#### TASK REQUIREMENTS:
Carry on the comment thread about the overgrown ivy below from the point where it ends.

#### PASSAGE GIVEN:
Where the ivy should have been:


A Gothic close-up, in case the full horror has yet to strike you:

Date: 2004-11-15 05:37 am (UTC)
From: [identity profile] threeringedmoon.livejournal.com
It looks like a Swamp Thing, without the swamp.

Date: 2004-11-15 05:51 am (UTC)
From: [identity profile] janetmiles.livejournal.com
That's a lot of ivy.

Date: 2004-11-15 06:01 am (UTC)
From: [identity profile] old-hedwig.livejournal.com
I actually had it coming IN THE WINDOW of a house once. Worked ots evil way between the frame and the brick. When we bought our current house, the first thing I did was start ripping out ivy. Friends and in-laws were somewhat surprised at my wrath, thought the ivy was not that ugly, mebbe I should just thin it a bit. My mother knew better. I would not rest until it was GONE!

Date: 2004-11-15 06:08 am (UTC)
From: [identity profile] pixel.livejournal.com
"A friend of mine has Ivy all along the rear of her house. Her housemate cut it down to a stump on year, and by the next spring it had completely resumed it's former hieght and former task of insinuating itself between the louvers of the porch windows."

Date: 2004-11-15 06:32 am (UTC)
From: [identity profile] filkerdave.livejournal.com
::sings::
Mairzy doats and dozey doats
And liddle lamzy divey,
A kiddlely divey too, wouldn't you?

Date: 2004-11-15 07:11 am (UTC)
kate_nepveu: sleeping cat carved in brown wood (Default)
From: [personal profile] kate_nepveu
Thank you so much, I'd just about got that song _out_ of my head after the first posts on this!

Date: 2004-11-15 07:22 am (UTC)
From: [identity profile] filkerdave.livejournal.com
This post brought to you courtesty of Earworms-Я-Us.

Date: 2004-11-15 06:48 am (UTC)
ext_2918: (Default)
From: [identity profile] therealjae.livejournal.com
Okay, that *is* a rather large mess.

-J

Date: 2004-11-15 08:01 am (UTC)
From: [identity profile] pecunium.livejournal.com
When my folks bought their house the hill behind it (a very steep slope, wooded in pine) was, in the near distance (from the four foot retaining wall back about six feet, and about fifty feet wide) covered in a type of cape weed (iceplant).

#### RECORDED DATA:
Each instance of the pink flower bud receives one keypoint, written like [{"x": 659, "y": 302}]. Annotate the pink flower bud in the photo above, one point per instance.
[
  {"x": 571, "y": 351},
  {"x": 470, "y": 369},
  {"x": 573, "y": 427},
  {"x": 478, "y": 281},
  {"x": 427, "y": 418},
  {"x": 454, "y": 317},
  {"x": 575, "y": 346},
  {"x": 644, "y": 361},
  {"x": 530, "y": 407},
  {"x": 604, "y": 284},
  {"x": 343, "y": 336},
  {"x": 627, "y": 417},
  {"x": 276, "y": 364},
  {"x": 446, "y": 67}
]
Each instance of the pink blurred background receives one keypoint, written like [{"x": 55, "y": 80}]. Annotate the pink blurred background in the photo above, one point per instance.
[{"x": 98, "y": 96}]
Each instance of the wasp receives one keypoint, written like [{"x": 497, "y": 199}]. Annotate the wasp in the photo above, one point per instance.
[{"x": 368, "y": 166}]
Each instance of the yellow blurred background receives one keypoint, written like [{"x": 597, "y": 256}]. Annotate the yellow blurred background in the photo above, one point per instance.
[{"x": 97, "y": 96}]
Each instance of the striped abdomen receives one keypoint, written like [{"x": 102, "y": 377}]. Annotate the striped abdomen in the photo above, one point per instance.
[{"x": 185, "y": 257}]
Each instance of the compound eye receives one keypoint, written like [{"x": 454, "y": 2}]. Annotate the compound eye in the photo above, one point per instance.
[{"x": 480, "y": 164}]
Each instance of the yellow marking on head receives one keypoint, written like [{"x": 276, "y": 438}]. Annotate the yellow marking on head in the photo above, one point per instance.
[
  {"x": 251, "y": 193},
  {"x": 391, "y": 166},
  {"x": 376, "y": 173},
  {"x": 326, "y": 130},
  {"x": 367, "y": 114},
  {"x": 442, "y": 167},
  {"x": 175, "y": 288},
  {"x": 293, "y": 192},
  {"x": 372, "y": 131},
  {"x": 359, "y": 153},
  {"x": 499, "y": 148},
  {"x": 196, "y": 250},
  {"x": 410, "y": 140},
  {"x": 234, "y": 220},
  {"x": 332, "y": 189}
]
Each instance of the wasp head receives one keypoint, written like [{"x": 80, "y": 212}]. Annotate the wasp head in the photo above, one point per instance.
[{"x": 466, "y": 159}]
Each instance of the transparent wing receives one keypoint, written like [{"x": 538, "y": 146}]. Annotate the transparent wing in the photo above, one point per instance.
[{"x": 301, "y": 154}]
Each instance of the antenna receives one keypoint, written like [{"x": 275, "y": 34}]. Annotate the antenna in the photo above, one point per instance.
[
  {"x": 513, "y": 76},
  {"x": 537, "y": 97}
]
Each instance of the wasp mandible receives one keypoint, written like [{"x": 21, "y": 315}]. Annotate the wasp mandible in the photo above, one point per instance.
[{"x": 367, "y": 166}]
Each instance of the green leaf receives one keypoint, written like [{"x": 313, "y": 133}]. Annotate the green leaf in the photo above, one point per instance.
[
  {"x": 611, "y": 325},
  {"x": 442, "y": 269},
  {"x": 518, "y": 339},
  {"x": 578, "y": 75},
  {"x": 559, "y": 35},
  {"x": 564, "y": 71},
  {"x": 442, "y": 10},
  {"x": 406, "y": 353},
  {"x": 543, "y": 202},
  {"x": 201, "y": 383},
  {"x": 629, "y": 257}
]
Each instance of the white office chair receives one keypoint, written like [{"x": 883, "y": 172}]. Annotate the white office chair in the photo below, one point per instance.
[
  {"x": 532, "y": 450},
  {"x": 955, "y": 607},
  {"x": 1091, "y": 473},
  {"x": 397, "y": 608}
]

#### FINAL RESULT:
I removed it. I came to loathe it. Like the ivy the undergrowth gets, "dead" and becomes a wiry, sinewy, tough mat, which refuses to come up easily.

It was how I learnt to wield a small machete. Took about a month to get it out (after school). The sap is sort of irritant caustic too.

That ivy looks just as bad.

TK

Date: 2004-11-15 10:26 am (UTC)
From: [identity profile] trinker.livejournal.com
Ah, now iceplant I have a permanent fondness for. Iceplant saved my mother's house from burning down in the brushfires of '88.

Date: 2004-11-15 11:41 am (UTC)
ext_3386: (Default)
From: [identity profile] vito-excalibur.livejournal.com
Well, I'm glad your mother's house didn't burn down. But if you live in California, iceplant (http://www.nps.gov/redw/iceplant.htm) is an invasive exotic that spreads widely & destroys local ecosystems (http://www.lakemerced.org/NativePlants/TheMesa/mesa.html). If at all possible, it's good to try & plant native (http://www.sbbg.org/sections/visitor_info/visitor_info_level_3/visitor_info_level_4/alternatives.html) or less invasive (http://www.sccgov.org/scc/assets/docs/387434brochure.final2.pdf) species with similar features instead. (http://watershed.csumb.edu/ron/ron_pdf/Invasive_Plants.pdf)

Date: 2004-11-15 11:49 am (UTC)
From: [identity profile] trinker.livejournal.com
Ah. It doesn't appear to be nearly as pervasive in non-sand areas, IME (but I am not a horticulturalist by any means).

I don't know that any of the alternatives of the "dune" sort would grow in the very clayey soil where my mother is.

Date: 2004-11-15 08:18 am (UTC)
From: [identity profile] minnehaha.livejournal.com
You're right. I had no idea.

K. [we have a few kinds of climbing vines around here but it's too cold for ivy]

Date: 2004-11-15 09:32 am (UTC)
From: [identity profile] maureenkspeller.livejournal.com
Oh my – that much ivy. I really hadn't begun to get a grip on what this meant. Thank you so much for photographing it.

Date: 2004-11-15 10:49 am (UTC)
From: [identity profile] rivka.livejournal.com
Oh my – that much ivy. I really hadn't begun to get a grip on what this meant.

Hee! That's what everybody says. That's why we insisted that our landlords actually come out to the house and look before they made their removal plans. Sure enough, the tenor of their suggestions changed completely.

Date: 2004-11-15 09:41 am (UTC)
From: [identity profile] kightp.livejournal.com
Whoa.

Besides the sheer mass of plant matter, the girth of some of those stems is pretty freakin' impressive, too.

Has the landlord begun the cleanup yet?

Date: 2004-11-15 10:46 am (UTC)
From: [identity profile] rivka.livejournal.com
Yes, the cleanup proceeded very quickly once it became clear that we wouldn't have a phone line until it was done. Our landlords came over to survey the damage last Monday, we got permission to access the various necessary neighboring yards and pass-throughs on Tuesday, and two lovely gentlemen with chainsaws and a truck showed up early Wednesday morning. They left the courtyard so spotless that we could've eaten our dinner off the bricks. It was wonderful.

Date: 2004-11-15 11:00 am (UTC)
From: [identity profile] kightp.livejournal.com
Cool!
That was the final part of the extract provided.